* START TEXT PASSAGE *
MIKE: That's great, and it reminds me of something my wife does. She borrowed this idea from elsewhere, but it's a brilliant idea. Every week, you focus on just one area, so you don't have to do everything all at once. So, like, this week, we're going to work on making the kitchen clean because there's always the things, right, the things that you put off, maybe the deep cleaning of the stove, or [laughs] cleaning out the junk drawer, right? And if you try to think about all the things that got to get done, you're never going to get them all done. You just throw your hands up. And the tech debt piles up, and [chuckles] you never get to it at all.
But if you allocate some time on a regular basis and a rotating basis to each of the areas, right? And in the home, maybe this week we're all going to work in the kitchen. Next week, we're going to work in the living room, next week bedrooms, whatever the case may be. Like, in your code, maybe we're going to do some front-end cleanup this week or this sprint, right? Next sprint, we're going to do some cleanup in area X, or maybe it's a group of sprints, maybe a quarter, whatever it takes to get some real meaningful work done. That's not everything you're going to be doing, but it's a portion of what you're doing so that you're continuously paying down the tech debt and improving the code.
MATT: Yeah, what's that show? Marie Kondo, I think, her name is, tidying up and about organization. There are so many things that are applicable from life into software engineering and software design and vice versa.
MIKE: Right. Absolutely. Exactly. There is hugely relevant information there, right? That's why, usually, at the beginning of our podcast, I talk about something outside of engineering because getting ourselves out of the mindset of just what's right in front of us, I think, helps us to see those connections.
* END TEXT PASSAGE *
* START SOURCE DATA *
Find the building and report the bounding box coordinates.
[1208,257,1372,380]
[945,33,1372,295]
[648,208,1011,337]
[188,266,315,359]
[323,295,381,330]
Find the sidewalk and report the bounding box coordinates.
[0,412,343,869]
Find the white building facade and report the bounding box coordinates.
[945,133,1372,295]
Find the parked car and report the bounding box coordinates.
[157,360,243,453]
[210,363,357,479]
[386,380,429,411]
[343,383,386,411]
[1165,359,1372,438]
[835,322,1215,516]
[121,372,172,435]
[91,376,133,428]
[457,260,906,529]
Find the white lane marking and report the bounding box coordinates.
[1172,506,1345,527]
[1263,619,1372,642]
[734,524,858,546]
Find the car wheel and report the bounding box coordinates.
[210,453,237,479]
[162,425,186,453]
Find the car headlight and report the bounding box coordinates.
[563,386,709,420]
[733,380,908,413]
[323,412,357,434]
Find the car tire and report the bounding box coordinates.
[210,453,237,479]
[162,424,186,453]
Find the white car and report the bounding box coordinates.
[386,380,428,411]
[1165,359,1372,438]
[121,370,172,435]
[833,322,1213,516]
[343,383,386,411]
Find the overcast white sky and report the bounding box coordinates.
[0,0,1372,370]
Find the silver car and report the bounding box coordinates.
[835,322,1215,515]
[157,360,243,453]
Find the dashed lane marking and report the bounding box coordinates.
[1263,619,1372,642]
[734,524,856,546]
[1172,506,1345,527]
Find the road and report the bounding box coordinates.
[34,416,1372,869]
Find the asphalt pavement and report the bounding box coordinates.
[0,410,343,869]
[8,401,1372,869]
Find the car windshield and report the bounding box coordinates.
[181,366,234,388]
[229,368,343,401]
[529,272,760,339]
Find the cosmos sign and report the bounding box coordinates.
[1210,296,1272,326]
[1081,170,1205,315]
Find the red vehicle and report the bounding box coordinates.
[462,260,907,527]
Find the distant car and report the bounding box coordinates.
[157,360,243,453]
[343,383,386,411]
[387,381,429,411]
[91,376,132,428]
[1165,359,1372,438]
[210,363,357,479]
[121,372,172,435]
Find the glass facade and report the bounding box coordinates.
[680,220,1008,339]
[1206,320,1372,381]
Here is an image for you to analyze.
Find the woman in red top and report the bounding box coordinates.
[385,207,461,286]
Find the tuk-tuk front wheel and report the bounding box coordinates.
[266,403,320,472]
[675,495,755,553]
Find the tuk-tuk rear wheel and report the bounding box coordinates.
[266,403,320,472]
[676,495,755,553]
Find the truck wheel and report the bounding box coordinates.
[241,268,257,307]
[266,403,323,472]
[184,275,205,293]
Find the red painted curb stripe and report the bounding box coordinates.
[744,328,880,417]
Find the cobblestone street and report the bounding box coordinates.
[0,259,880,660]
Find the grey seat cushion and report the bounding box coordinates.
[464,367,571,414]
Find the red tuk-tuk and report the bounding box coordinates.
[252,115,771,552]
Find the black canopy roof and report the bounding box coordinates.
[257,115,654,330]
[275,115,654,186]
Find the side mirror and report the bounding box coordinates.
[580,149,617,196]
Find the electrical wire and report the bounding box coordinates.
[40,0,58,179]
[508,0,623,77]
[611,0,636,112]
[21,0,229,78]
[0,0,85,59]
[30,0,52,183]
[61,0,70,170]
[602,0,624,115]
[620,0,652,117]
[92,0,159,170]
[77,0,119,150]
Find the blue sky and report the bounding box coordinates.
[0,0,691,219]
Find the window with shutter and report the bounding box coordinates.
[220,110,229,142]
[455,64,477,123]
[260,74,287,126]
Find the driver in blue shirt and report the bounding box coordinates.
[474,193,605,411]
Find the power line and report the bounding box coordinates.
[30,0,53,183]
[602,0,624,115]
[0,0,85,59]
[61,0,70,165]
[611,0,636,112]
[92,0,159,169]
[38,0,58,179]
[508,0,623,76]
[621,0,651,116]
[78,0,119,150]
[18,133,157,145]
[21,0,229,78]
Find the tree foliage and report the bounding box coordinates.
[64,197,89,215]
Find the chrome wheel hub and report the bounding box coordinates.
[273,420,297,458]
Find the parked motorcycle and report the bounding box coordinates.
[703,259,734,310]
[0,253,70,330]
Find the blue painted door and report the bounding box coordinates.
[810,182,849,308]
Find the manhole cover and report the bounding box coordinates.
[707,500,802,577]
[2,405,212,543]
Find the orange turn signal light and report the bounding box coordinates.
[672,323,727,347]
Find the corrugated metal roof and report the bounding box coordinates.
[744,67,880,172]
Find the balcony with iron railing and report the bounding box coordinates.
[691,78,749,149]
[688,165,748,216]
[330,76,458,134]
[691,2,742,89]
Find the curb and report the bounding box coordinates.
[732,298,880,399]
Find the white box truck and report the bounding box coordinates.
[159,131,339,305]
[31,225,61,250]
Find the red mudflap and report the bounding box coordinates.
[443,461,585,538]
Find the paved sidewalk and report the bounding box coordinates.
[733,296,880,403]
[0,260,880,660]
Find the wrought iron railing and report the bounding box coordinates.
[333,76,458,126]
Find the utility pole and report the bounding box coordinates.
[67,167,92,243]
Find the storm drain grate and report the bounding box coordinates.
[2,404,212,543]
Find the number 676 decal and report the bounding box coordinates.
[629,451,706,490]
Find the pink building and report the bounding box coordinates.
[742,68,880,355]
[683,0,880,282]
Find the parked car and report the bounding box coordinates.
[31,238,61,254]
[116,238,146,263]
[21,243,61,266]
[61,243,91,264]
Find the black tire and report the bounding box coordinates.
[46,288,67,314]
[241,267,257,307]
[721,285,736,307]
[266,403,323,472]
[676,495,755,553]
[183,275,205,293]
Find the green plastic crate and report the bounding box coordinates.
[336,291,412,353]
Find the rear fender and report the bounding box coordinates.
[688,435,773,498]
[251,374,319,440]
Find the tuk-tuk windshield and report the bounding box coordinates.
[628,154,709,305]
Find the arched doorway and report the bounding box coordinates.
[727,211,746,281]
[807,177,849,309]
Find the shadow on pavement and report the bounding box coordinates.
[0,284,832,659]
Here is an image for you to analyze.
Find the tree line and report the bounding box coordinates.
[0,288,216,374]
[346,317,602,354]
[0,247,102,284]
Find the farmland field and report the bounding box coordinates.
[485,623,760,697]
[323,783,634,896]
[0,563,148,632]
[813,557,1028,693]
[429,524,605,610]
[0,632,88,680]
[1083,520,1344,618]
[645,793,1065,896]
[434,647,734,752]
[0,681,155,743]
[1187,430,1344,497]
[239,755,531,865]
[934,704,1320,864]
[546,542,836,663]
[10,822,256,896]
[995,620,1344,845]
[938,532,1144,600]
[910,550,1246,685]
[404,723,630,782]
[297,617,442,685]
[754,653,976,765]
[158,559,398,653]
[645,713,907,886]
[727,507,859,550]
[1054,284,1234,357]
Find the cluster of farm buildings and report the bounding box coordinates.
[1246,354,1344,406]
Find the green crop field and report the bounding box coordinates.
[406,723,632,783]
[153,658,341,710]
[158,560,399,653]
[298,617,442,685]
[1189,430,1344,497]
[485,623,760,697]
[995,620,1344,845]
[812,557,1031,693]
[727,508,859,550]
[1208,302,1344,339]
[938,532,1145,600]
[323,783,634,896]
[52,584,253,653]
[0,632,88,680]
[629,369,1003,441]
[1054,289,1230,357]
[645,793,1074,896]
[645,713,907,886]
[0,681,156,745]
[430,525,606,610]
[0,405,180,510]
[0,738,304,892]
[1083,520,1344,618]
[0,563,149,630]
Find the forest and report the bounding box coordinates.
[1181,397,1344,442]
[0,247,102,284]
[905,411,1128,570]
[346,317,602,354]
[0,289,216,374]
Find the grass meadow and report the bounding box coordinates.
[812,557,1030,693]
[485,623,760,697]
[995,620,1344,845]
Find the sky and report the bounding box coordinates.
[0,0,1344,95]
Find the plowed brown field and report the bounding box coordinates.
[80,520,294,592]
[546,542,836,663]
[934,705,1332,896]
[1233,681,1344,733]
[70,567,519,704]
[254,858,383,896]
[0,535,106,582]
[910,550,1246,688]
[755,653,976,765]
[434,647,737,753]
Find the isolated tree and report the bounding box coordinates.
* END SOURCE DATA *
* _GOALS_:
- a) Rewrite the rows, starting at the first one and ending at the line that contains "[0,412,343,869]", as a Markdown table with the columns Line and Content, leaving out blank lines.
- b) Extend the podcast conversation about tech debt and rotating home cleaning from the point where it stops.

* _ANSWERS IN ORDER_:
- a)
| Line | Content |
|---|---|
| 1 | Find the building and report the bounding box coordinates. |
| 2 | [1208,257,1372,380] |
| 3 | [945,33,1372,295] |
| 4 | [648,208,1011,337] |
| 5 | [188,266,315,359] |
| 6 | [323,295,381,330] |
| 7 | Find the sidewalk and report the bounding box coordinates. |
| 8 | [0,412,343,869] |

- b)
MATT: Yeah, for sure. Eddy and Ramses, you guys have been in the industry for a while now, but maybe a little less than us old folks. What do you think on this topic? Have you had the opportunity to really get into some legacy code and take a look and say, “Oh, man, what am I looking at, and why is this such a mess?”
RAMSES: Yeah, every day [laughter]. Well, quite a bit. I’ve worked in a few different projects, I guess, now, and some are more than 6 years old, 6 to 10, maybe even 12 now. But, yeah, when you get in those kind of deep pockets, it's, yeah, it's just, you know, no one's touched it for 10 years, and people are scared of touching [laughs] it. It’s brutal. Yeah, that's always just interesting. You just have to kind of, you know, take a step back, figure out what's going on. And, you know, depending on the severity or the complexity of your change, just try and maybe not poke it too much.
MATT: And I think, too, when companies start out, you know, startups, people have a tendency to get a little more cowboy. And when they build software, they're looking to be first to market, right? Let's just make it work, get an MVP out there so we can get to market, and then we'll come back and fix it later. And, you know, often that doesn't happen.
Also, you know, you have a lot of freedom in that kind of a world where you may have seen a podcast or listened to a podcast or seen a video somewhere, video tutorial on some new pattern that you've never tried. And you think, oh, I'm going to try it inside of our application, even though we don't do it anywhere else. And those are the kind of things, I think, when we come across, we just kind of scratch our head and say, why is this here, and why did we do that? That and if I look back at something I've written two, even three, years ago, if I don't look at it and think, what was I thinking? I'm lying to myself, right?
RAMSES: Oh yeah.
MATT: Because we grow every day, and we're always getting better. We're learning from our peers, you know, other ways of doing things. And it's just, there's always room to make things better.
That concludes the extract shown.